Text:
::::::::
Additionally, as Defendant observes, Catholic League concerned an Establishment Clause claim; unlike freedom of speech, association, or exercise, the constitutional right enshrined by the Establishment Clause is the right to be free of being stigmatized by the government's decision to endorse one religion over another; courts have consistently recognized that Establishment Clause claims receive a different standing analysis and are defined by a different kind of injury. (See Def.'s Reply at 6.)

Second, the record does not show that the Directive's expressive value psychologically impacted Father Champagne; he testified that he was not even aware of the Directive until the police officer arrived to enforce it, and there is nothing in the record to suggest that he read the Directive or was offended by the language of the Directive itself. The record also does not reflect either officer that Father Champagne spoke to expressing disapproval of the fact that the masses were religious gatherings, or for Catholicism. Father Champagne may have perceived the enforcement of the Directive as trying to draw people away from God, but that psychological impact cannot be tied to a single instance in the record where Defendant or the officers enforcing the Directive expressed disapproval or hostility towards the religious aspect of the gatherings being cancelled. Further, unlike the plaintiffs in Catholic League who alleged that their “participation in the political community will be chilled by the City's hostility to their church and their religion,” Id. Plaintiff offered no evidence of “chilling [of his] access to the government,” which “forc[ed] [him] to curtail [his] political activities to lessen [his] contact with defendants.” Id. (emphasis added).

The Court rejects Plaintiff's theory of actual injury.
::::::::
Dataset rows:
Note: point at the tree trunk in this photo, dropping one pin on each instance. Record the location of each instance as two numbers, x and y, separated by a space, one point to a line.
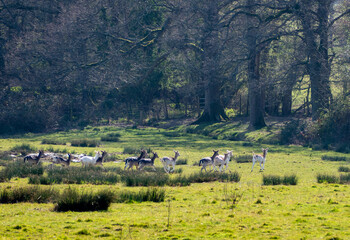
318 64
213 110
255 90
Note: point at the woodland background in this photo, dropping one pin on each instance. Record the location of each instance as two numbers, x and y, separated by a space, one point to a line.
72 63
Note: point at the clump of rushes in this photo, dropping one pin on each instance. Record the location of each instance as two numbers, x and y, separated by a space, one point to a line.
73 200
278 180
327 178
85 143
28 194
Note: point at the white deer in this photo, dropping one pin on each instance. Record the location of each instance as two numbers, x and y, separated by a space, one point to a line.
223 160
204 162
88 160
260 159
169 162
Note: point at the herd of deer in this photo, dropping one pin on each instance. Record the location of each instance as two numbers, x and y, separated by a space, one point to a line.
142 161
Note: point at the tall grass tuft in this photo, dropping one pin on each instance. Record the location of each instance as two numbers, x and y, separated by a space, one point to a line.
343 169
53 142
73 200
151 194
335 158
77 175
85 143
111 137
28 194
278 180
243 158
20 169
344 179
24 148
327 178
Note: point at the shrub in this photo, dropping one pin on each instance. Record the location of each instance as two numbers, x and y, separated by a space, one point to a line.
24 148
326 178
111 137
53 142
85 143
21 169
277 180
343 169
334 158
77 175
151 195
135 150
145 179
271 180
27 194
344 179
243 158
181 162
72 200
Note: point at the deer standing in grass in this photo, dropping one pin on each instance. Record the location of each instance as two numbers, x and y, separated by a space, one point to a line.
260 159
223 160
204 162
169 162
33 159
146 162
134 161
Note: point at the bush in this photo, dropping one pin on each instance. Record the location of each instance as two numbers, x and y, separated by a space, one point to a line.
343 169
135 150
27 194
72 200
21 169
85 143
111 137
244 158
77 175
277 180
53 142
151 195
344 179
181 162
24 148
334 158
326 178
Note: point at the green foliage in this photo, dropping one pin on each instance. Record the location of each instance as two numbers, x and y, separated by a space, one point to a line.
344 179
73 200
243 158
150 194
24 148
278 180
343 169
53 142
111 137
335 158
77 175
327 178
20 169
27 194
85 143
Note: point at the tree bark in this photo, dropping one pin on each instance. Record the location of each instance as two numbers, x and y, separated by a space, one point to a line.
317 50
255 90
213 109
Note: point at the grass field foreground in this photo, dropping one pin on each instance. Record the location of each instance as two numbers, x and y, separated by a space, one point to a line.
215 210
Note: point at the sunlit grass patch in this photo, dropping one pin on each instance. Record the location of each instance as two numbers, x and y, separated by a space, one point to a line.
73 200
279 180
27 194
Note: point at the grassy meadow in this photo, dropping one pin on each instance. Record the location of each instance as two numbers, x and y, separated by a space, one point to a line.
212 210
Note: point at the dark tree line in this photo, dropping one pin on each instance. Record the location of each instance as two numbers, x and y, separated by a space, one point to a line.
77 62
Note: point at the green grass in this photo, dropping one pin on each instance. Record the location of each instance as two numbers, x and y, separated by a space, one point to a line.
200 210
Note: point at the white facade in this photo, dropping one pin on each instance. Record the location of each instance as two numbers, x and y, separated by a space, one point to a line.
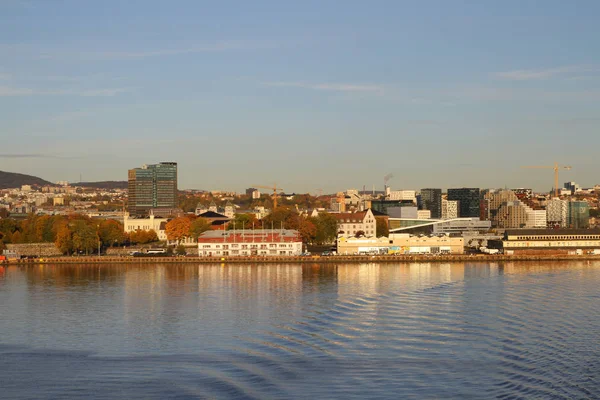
536 219
145 224
260 242
449 209
403 195
424 214
351 223
557 210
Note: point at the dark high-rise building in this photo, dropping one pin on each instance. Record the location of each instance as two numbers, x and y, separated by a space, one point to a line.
431 200
468 201
153 187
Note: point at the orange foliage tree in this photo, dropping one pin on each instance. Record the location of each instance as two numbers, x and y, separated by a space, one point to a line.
178 228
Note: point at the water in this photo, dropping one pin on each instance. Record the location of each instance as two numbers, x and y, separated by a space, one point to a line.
410 331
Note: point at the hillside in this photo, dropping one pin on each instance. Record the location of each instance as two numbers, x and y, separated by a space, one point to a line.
9 180
103 184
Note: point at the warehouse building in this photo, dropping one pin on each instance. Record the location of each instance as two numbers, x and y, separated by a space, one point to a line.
551 241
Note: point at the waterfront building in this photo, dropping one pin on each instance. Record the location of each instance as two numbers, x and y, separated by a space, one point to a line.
406 195
253 193
153 187
259 242
145 224
351 223
468 201
449 209
431 199
557 212
578 214
572 187
454 227
551 241
402 243
423 214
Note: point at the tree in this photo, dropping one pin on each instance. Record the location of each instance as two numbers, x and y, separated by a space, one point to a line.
85 237
178 228
63 239
180 250
243 221
112 233
198 226
326 228
381 227
140 236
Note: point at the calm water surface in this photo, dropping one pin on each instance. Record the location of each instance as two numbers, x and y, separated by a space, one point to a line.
417 331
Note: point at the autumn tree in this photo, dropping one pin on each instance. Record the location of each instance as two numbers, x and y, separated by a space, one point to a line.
381 227
243 221
140 236
85 237
326 228
112 233
63 240
198 226
178 228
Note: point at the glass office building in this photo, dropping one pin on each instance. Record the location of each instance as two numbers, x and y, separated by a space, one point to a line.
431 199
152 187
468 201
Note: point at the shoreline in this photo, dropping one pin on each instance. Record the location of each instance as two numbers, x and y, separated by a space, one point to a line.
296 259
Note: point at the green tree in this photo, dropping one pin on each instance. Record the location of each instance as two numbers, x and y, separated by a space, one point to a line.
243 221
140 236
326 228
178 228
198 226
85 237
381 227
64 241
112 233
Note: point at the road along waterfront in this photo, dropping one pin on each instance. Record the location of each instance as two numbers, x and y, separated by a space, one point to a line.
362 330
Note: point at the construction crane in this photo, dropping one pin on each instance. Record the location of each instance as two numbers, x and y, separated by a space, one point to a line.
274 188
555 167
386 180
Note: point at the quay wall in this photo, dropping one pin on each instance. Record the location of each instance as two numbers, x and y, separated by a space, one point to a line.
296 259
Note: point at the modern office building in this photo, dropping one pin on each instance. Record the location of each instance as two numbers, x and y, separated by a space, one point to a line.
449 209
557 211
551 241
259 242
152 189
431 200
578 215
468 201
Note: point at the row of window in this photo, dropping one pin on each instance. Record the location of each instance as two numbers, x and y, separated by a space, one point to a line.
559 237
246 246
247 253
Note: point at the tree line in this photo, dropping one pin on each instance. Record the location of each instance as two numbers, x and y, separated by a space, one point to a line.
70 233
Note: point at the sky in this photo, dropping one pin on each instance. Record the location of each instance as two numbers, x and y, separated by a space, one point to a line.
311 95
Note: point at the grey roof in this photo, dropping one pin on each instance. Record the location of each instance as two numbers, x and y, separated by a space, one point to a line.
549 232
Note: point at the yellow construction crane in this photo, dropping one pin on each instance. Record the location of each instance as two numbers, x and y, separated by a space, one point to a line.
555 167
274 188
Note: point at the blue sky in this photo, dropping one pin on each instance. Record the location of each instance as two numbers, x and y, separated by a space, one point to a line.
311 95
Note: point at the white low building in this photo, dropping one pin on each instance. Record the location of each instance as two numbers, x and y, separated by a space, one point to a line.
259 242
145 224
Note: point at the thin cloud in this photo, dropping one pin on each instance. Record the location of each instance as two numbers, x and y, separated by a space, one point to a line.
32 155
211 47
7 91
336 87
541 74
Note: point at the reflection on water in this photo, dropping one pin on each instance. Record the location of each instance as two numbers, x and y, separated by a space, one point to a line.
423 330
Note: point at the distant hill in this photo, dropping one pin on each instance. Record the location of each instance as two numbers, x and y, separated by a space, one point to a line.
10 180
103 184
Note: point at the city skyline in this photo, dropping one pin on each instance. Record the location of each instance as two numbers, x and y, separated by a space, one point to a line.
310 96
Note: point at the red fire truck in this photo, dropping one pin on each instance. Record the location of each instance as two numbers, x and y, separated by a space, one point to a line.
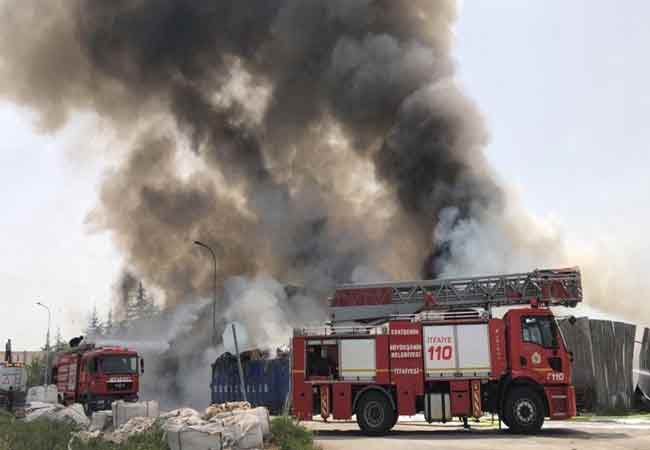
452 357
97 376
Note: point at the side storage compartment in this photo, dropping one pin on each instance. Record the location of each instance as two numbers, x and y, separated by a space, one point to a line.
460 401
437 407
342 393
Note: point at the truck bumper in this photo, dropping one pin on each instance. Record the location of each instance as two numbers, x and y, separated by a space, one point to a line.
561 402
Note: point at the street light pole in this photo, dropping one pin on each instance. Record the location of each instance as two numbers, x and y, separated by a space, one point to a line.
214 291
47 344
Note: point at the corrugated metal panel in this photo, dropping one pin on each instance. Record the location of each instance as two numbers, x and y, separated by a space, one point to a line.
267 381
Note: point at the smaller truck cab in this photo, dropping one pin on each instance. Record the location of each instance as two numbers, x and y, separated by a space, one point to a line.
96 377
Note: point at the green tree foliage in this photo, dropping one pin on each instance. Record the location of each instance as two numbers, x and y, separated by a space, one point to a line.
140 304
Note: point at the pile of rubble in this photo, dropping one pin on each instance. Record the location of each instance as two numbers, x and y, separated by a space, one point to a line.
226 426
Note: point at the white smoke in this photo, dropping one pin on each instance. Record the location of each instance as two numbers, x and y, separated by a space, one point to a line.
614 270
177 344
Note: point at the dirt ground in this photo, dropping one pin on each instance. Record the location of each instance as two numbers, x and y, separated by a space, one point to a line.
554 436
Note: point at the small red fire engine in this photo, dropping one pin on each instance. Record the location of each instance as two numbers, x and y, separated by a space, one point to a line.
97 376
451 358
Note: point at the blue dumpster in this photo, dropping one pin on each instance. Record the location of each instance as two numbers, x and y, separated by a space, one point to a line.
267 381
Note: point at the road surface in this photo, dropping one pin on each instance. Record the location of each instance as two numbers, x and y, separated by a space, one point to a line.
451 436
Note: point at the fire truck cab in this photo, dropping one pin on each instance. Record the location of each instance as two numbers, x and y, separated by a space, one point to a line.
97 376
444 361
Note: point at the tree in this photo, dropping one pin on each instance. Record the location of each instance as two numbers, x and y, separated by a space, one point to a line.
35 371
140 305
109 325
94 327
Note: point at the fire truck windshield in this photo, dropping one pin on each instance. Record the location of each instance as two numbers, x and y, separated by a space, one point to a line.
118 364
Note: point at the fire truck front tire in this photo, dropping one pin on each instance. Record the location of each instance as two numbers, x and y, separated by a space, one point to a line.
375 414
524 411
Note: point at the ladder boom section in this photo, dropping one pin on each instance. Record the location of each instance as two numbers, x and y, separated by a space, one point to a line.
552 287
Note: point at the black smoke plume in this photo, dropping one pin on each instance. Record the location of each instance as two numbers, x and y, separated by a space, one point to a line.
330 134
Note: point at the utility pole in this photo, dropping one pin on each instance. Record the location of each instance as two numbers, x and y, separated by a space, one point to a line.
214 291
242 385
47 345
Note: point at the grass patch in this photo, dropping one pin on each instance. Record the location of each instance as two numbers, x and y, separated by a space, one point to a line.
47 435
289 435
37 435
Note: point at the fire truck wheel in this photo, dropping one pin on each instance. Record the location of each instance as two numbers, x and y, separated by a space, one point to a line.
375 414
524 411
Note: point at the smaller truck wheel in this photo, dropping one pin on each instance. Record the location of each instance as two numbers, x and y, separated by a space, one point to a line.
375 414
524 411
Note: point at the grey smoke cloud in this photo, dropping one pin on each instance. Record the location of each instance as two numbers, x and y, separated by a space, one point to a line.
293 108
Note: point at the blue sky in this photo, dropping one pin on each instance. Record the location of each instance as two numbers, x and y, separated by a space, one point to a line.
564 90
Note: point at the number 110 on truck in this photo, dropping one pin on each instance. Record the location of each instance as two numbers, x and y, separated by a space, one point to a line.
447 348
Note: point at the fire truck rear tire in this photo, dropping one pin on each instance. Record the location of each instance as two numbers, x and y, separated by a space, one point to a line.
375 414
524 411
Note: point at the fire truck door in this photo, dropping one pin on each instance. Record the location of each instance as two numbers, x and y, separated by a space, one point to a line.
539 352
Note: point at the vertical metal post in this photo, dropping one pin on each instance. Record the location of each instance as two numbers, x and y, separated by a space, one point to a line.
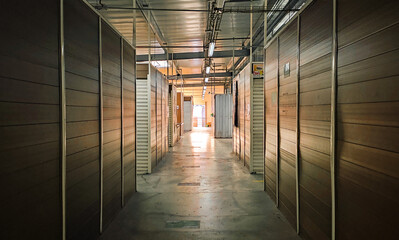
264 91
135 75
251 95
134 25
62 117
278 123
149 97
297 123
234 68
100 52
122 135
333 116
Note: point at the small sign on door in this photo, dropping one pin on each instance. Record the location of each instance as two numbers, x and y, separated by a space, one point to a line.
287 69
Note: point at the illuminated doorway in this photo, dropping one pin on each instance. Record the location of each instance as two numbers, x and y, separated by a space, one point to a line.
199 116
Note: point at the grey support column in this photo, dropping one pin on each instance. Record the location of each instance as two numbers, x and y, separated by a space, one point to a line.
264 89
333 116
62 117
278 124
101 124
122 135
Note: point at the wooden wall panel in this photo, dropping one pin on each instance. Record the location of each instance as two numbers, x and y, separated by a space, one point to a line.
367 148
83 159
29 121
111 53
288 49
314 117
129 120
271 95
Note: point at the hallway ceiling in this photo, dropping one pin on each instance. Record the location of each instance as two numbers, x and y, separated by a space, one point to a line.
185 31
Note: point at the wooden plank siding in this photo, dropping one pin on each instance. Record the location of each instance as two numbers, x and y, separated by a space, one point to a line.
29 121
314 118
129 118
368 120
271 95
83 119
288 49
112 123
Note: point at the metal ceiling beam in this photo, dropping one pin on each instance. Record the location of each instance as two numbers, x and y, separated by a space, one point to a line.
202 84
200 75
193 55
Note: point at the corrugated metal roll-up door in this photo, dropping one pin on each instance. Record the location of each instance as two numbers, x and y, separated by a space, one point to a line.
242 115
247 113
143 114
257 126
153 118
159 116
223 116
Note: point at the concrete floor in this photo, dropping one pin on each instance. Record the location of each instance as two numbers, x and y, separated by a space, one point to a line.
222 200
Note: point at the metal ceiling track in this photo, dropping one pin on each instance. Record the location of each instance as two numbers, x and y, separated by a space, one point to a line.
193 55
225 10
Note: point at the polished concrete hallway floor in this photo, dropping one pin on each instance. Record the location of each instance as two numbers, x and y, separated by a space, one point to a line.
200 191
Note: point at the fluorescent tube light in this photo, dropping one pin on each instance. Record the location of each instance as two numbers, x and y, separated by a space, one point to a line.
211 49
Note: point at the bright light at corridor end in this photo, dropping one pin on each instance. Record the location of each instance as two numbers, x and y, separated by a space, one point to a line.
211 49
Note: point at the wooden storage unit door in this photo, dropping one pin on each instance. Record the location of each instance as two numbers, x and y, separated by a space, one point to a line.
271 98
111 75
83 137
159 116
314 119
368 120
153 80
246 73
288 56
29 122
129 120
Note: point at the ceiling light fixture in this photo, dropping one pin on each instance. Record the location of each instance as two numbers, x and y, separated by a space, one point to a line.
207 69
211 49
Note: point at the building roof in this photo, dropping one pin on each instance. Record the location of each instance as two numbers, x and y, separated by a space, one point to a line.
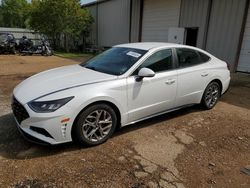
148 45
93 3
::::::::
Required work:
1: In the court opinion, which freedoms are set against the right protected by the Establishment Clause?
2: Write the next paragraph of the court opinion, starting after its last sentence.
The lines play no part in this work.

The answers:
1: Freedom of speech, freedom of association, and freedom of exercise.

2:
(2) Threat of Prosecution

An “allegation of future injury may suffice if the threatened injury is certainly impending, or there is a substantial risk that the harm will occur.” Driehaus, 573 U.S. at 159, including when the plaintiff “alleges an intention to engage in a course of conduct arguably affected with a constitutional interest, but proscribed by a statute, and there exists a credible threat of prosecution thereunder.” Id. To establish standing to assert a pre-enforcement First Amendment claim, this Circuit applies “somewhat relaxed standing . . . rules,” Nat'l Org. for Marriage, Inc. v. Walsh, 714 F.3d 682, 690 (2d Cir. 2013), with a “a low threshold” that “is quite forgiving to plaintiffs seeking such preenforcement review,” Cayuga Nation v. Tanner, 824 F.3d 321, 331 (2d Cir. 2016). “A plaintiff bringing a pre-enforcement facial challenge against a statute need not demonstrate to a certainty that it will be prosecuted under the statute to show injury, but only that it has an actual and well-founded fear that the law will be enforced against it.” Vermont Right to Life Committee, Inc. v. Sorrell, 221 F.3d 376, 382 (2d Cir. 2000). However, the claim of a “possible future injury is not sufficient to confer standing,” Whitmore v. Arkansas, 495 U.S. 149, 158 (1990). A plaintiff still must “demonstrate a realistic danger of sustaining a direct injury as a result of the statute's operation or enforcement.” Babbitt v. United Farm Workers Nat. Union, 442 U.S. 289, 298 (1979). “Although imminence is concededly a somewhat elastic concept, it cannot be stretched beyond its purpose, which is to ensure that the alleged injury is not too speculative for Article III purposes-that the injury is certainly impending.” Clapper v. Amnesty Int'l USA, 568 U.S. 398, 409 (2013).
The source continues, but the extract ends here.